Blaise Pascal – Charles Baudelaire

Je lis les Maximes et autres pensées remarquables des moralistes français de François Dufay (Éditions Jean-Claude Lattès, 1998. CNRS Éditions, 2009).

Pascal (« Le silence éternel de ces espaces infinis m’effraie. ») me renvoie au poème de Baudelaire Le gouffre.

Le gouffre

Á Théophile Gautier

Pascal avait son gouffre, avec lui se mouvant.
– Hélas ! tout est abîme, action, désir, rêve,
Parole ! et sur mon poil qui tout droit se relève
Maintes fois de la Peur je sens passer le vent.

En haut, en bas, partout, la profondeur, la grève,
Le silence, l’espace affreux et captivant…
Sur le fond de mes nuits Dieu de son doigt savant
Dessine un cauchemar multiforme et sans trêve.

J’ai peur du Sommeil comme on a peur d’un grand trou
Rempli de vague horreur, menant on ne sait où ;
Je ne vois qu’Infini par toutes les fenêtres,

Et mon esprit, toujours du vertige hanté,
Jalouse du Néant l’insensibilité.
– Ah ! ne jamais sortir des Nombres et des Êtres !

Trois poèmes publiés dans L’Artiste, 1 mars 1862.

Baudelaire publie dans la revue L’Artiste du 1 mars 1862 trois poèmes : La Lune offensée, La Voix et Le Gouffre. Le Gouffre sera repris dans La Revue nouvelle le 1 mars 1864, puis dans Le Parnasse contemporain le 31 mars 1866.

On peut aussi rapprocher ce poème d’un texte d’Hygiène (Écrits septembre 1862 – novembre 1863). Oeuvres complètes de Baudelaire. Tome II Bibliothèque de la Pléiade, 2024. Page 373.

« Au moral comme au physique, j’ai toujours eu la sensation du gouffre, non seulement du gouffre du sommeil, mais du gouffre de l’action, du rêve, du souvenir, du désir, du regret, du remords, du beau, du nombre, etc.
J’ai cultivé mon hystérie avec jouissance et terreur. Maintenant j’ai toujours le vertige et aujourd’hui, [23 janvier 1862], j’ai subi un singulier avertissement, j’ai senti passer sur moi le vent de l’aile de l’Imbécilité. »

Les Fleurs du Mal, 1890. Edité par Edmond Deman. Bruxelles, 1891. Eau-forte. Planche n°VI. ” Sur le fond de mes nuits, Dieu, de son doigt savant, dessine un cauchemar multiforme et sans trêve “

François Dufay est né le 15 décembre 1962 à Suresnes (Hauts-de-Seine). Normalien, agrégé de lettres modernes, il était écrivain et journaliste (Le Point, l’Express). Il est mort accidentellement à 46 ans, le 25 février 2009 à Molines-en-Queyras (Hautes-Alpes). Il passait des vacances avec sa famille dans les Alpes, quand il a été fauché par une voiture. Il a été tué sur le coup.

On peut aussi lire de lui :
Le voyage d’automne : octobre 1941, des écrivains français en Allemagne. Paris, Plon, 2000.
Le soufre et le moisi : la droite littéraire après 1945 : Chardonne, Morand et les Hussards. Paris, Perrin, 2006.

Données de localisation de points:
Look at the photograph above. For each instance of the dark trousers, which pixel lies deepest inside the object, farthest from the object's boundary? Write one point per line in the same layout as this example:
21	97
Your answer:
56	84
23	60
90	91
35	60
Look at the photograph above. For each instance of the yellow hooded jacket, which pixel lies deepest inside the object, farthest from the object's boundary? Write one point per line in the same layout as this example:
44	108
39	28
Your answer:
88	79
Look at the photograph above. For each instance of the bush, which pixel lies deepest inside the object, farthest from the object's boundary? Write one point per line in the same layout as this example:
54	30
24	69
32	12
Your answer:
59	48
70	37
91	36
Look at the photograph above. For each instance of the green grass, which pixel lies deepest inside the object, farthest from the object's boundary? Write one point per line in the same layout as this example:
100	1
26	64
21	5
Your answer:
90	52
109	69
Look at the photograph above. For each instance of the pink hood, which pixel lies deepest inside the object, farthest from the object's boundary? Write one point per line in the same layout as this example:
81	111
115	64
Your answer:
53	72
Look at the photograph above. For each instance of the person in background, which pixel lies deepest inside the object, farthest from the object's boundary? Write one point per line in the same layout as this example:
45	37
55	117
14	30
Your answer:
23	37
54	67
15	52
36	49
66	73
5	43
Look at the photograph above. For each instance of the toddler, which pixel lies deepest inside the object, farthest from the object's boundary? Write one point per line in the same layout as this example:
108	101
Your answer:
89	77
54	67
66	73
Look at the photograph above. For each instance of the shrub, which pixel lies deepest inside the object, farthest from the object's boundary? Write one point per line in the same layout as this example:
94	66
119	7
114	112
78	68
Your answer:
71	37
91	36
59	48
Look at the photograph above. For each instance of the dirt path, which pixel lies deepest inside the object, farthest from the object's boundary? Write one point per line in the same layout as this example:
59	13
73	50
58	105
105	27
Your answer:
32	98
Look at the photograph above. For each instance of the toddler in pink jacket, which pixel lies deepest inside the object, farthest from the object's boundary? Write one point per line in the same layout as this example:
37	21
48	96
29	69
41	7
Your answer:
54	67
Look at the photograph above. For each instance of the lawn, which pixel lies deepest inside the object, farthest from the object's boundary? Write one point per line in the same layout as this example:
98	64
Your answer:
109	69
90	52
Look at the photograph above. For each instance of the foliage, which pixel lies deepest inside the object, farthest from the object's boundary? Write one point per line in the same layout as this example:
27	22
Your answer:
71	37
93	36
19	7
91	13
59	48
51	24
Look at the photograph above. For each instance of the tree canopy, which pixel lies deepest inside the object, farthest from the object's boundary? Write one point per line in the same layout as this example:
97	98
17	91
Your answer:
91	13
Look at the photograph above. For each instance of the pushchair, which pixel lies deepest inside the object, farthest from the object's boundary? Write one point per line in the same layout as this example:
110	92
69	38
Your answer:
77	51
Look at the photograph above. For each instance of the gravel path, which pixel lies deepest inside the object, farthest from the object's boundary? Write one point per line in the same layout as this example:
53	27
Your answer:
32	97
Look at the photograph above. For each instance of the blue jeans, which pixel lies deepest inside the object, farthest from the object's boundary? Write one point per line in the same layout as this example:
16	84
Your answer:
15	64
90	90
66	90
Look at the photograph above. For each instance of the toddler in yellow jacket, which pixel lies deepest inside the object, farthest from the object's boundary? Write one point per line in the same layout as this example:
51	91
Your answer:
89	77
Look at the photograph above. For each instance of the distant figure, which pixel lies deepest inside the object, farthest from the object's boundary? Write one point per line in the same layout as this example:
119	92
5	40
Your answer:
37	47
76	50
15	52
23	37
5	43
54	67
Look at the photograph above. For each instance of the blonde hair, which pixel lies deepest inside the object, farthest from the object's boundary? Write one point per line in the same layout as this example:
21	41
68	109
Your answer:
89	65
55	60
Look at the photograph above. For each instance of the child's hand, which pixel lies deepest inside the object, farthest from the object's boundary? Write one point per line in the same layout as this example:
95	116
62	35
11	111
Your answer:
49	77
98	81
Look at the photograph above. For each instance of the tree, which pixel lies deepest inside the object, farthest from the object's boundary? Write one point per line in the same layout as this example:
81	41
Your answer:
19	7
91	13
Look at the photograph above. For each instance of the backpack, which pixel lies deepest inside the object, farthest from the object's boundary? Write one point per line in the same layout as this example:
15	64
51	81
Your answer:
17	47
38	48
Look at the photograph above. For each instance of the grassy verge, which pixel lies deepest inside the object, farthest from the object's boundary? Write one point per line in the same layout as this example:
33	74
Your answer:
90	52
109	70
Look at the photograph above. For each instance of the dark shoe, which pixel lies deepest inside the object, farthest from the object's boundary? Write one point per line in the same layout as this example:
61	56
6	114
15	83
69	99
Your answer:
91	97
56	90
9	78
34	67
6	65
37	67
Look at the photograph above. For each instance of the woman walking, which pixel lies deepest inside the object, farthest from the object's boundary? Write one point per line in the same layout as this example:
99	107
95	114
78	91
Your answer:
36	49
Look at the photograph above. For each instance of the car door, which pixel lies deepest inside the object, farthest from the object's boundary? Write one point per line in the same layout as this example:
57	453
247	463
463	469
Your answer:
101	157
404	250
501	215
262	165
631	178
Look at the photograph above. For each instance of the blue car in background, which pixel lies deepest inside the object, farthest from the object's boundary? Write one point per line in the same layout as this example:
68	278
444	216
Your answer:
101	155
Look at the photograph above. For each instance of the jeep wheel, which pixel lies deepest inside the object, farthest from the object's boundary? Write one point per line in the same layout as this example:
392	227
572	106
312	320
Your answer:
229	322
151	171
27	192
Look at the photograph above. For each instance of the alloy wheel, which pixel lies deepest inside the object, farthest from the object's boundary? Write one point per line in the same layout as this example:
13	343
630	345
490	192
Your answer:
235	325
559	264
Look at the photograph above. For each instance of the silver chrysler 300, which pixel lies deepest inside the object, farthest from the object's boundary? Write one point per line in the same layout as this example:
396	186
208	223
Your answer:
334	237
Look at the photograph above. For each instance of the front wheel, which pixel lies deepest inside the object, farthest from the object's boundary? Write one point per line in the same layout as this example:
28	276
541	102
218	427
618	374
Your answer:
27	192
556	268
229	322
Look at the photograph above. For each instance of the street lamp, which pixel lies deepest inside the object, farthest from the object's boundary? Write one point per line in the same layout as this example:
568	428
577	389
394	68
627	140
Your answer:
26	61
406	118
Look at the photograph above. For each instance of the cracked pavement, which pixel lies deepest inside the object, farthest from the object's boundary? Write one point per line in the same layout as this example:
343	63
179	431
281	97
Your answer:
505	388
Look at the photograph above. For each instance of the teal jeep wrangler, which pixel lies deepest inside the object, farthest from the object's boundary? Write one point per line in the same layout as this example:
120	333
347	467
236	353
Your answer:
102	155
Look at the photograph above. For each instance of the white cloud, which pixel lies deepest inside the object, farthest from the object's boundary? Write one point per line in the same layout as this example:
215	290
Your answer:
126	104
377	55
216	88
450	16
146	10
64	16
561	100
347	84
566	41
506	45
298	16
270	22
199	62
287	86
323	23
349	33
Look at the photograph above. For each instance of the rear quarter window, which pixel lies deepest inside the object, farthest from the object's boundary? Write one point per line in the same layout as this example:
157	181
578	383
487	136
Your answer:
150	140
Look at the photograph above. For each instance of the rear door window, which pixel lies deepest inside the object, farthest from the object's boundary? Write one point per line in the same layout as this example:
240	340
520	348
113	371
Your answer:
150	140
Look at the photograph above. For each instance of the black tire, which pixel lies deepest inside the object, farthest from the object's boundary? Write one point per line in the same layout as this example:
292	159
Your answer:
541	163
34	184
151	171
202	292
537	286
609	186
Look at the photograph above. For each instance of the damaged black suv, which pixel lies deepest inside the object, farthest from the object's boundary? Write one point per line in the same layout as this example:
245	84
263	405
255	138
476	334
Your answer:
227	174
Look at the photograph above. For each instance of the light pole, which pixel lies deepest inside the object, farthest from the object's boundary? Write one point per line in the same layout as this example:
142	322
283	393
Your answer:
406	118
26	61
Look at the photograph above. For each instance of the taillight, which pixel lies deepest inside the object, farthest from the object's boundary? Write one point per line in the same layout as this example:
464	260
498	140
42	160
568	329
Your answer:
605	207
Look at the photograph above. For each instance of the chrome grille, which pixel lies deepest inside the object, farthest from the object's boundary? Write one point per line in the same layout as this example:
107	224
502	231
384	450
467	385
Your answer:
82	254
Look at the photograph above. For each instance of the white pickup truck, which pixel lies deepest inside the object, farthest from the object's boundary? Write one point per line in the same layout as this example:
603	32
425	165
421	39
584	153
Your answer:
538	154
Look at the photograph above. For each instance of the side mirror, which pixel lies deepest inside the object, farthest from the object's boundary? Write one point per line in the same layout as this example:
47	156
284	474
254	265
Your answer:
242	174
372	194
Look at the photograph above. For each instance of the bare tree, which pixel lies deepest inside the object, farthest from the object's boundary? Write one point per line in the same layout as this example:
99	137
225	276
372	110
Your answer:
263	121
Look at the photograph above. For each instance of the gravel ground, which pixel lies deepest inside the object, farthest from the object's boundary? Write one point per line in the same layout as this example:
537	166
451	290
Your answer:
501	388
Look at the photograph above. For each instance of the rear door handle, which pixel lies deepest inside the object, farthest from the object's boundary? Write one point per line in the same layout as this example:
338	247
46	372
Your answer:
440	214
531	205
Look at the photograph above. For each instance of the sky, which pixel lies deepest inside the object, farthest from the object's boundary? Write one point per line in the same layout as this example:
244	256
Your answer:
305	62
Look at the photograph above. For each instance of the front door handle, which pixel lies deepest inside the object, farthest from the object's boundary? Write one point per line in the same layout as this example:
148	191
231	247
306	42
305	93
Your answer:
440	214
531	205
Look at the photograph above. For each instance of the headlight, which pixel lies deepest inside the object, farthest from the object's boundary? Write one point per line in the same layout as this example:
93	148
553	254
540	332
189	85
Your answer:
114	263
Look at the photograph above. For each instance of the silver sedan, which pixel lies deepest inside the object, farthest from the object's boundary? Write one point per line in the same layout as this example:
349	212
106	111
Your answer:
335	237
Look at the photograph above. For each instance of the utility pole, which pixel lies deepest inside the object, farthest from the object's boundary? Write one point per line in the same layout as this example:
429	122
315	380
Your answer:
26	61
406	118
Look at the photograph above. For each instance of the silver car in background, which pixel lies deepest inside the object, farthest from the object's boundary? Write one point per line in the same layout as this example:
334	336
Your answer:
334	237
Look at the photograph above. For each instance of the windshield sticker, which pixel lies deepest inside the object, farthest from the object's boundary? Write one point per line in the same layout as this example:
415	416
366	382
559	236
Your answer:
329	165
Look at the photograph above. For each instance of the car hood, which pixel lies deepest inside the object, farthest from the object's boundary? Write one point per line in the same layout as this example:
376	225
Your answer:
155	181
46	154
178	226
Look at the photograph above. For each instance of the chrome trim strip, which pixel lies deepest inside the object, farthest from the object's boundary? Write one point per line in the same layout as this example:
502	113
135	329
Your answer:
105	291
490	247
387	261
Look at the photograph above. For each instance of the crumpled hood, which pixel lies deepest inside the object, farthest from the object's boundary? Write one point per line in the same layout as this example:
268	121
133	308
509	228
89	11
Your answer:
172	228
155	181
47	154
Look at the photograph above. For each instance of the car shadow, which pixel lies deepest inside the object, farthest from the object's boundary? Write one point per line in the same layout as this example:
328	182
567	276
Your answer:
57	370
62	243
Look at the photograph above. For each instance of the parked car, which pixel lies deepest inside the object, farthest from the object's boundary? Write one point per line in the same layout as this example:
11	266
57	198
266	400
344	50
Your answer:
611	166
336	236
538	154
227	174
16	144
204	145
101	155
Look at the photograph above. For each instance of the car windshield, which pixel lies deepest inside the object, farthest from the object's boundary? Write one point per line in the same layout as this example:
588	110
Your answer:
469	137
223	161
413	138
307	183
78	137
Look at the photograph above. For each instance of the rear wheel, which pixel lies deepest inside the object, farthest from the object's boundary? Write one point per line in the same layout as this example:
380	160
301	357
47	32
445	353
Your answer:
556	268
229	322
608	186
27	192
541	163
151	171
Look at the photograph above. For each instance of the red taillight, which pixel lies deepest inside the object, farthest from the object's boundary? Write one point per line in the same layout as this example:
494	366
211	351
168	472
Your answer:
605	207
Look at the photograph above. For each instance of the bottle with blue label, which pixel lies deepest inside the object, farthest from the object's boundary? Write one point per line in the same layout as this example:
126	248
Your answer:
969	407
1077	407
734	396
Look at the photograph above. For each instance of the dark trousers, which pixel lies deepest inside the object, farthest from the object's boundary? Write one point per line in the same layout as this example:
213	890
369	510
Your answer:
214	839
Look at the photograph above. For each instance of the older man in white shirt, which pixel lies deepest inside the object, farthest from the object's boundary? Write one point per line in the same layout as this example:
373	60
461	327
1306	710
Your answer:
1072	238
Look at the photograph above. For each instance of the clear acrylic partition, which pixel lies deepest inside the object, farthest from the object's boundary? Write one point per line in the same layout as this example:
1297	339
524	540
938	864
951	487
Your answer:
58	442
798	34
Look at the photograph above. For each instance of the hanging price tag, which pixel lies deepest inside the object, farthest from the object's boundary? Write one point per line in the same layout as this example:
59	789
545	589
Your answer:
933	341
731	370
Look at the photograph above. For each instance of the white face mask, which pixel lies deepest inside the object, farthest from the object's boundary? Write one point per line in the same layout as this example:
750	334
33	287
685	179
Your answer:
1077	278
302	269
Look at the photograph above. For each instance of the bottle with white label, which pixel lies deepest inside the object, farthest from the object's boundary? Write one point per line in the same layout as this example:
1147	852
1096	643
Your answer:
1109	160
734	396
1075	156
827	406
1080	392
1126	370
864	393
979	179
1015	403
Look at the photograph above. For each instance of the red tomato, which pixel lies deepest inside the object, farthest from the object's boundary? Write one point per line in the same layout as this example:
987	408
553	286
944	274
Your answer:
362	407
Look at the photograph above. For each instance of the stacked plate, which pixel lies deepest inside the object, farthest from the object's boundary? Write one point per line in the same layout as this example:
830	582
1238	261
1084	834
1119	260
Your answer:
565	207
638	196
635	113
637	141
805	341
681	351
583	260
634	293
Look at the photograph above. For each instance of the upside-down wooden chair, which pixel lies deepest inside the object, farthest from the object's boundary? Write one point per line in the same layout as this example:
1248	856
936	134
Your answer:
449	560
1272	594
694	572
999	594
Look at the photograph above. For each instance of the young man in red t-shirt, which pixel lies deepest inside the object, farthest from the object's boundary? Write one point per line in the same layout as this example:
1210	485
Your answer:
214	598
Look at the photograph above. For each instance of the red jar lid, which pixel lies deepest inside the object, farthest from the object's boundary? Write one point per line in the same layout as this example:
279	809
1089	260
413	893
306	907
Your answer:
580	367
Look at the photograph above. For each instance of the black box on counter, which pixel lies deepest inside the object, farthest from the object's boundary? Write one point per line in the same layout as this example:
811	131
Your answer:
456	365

CONSIGNE DE TRAVAIL: Recopiez à l'identique le passage du texte sur Pascal et Baudelaire qui va de « J’ai peur du » jusqu'à « des Êtres ! ».

EXERCICE CORRIGÉ:
J’ai peur du Sommeil comme on a peur d’un grand trou
Rempli de vague horreur, menant on ne sait où ;
Je ne vois qu’Infini par toutes les fenêtres,

Et mon esprit, toujours du vertige hanté,
Jalouse du Néant l’insensibilité.
– Ah ! ne jamais sortir des Nombres et des Êtres !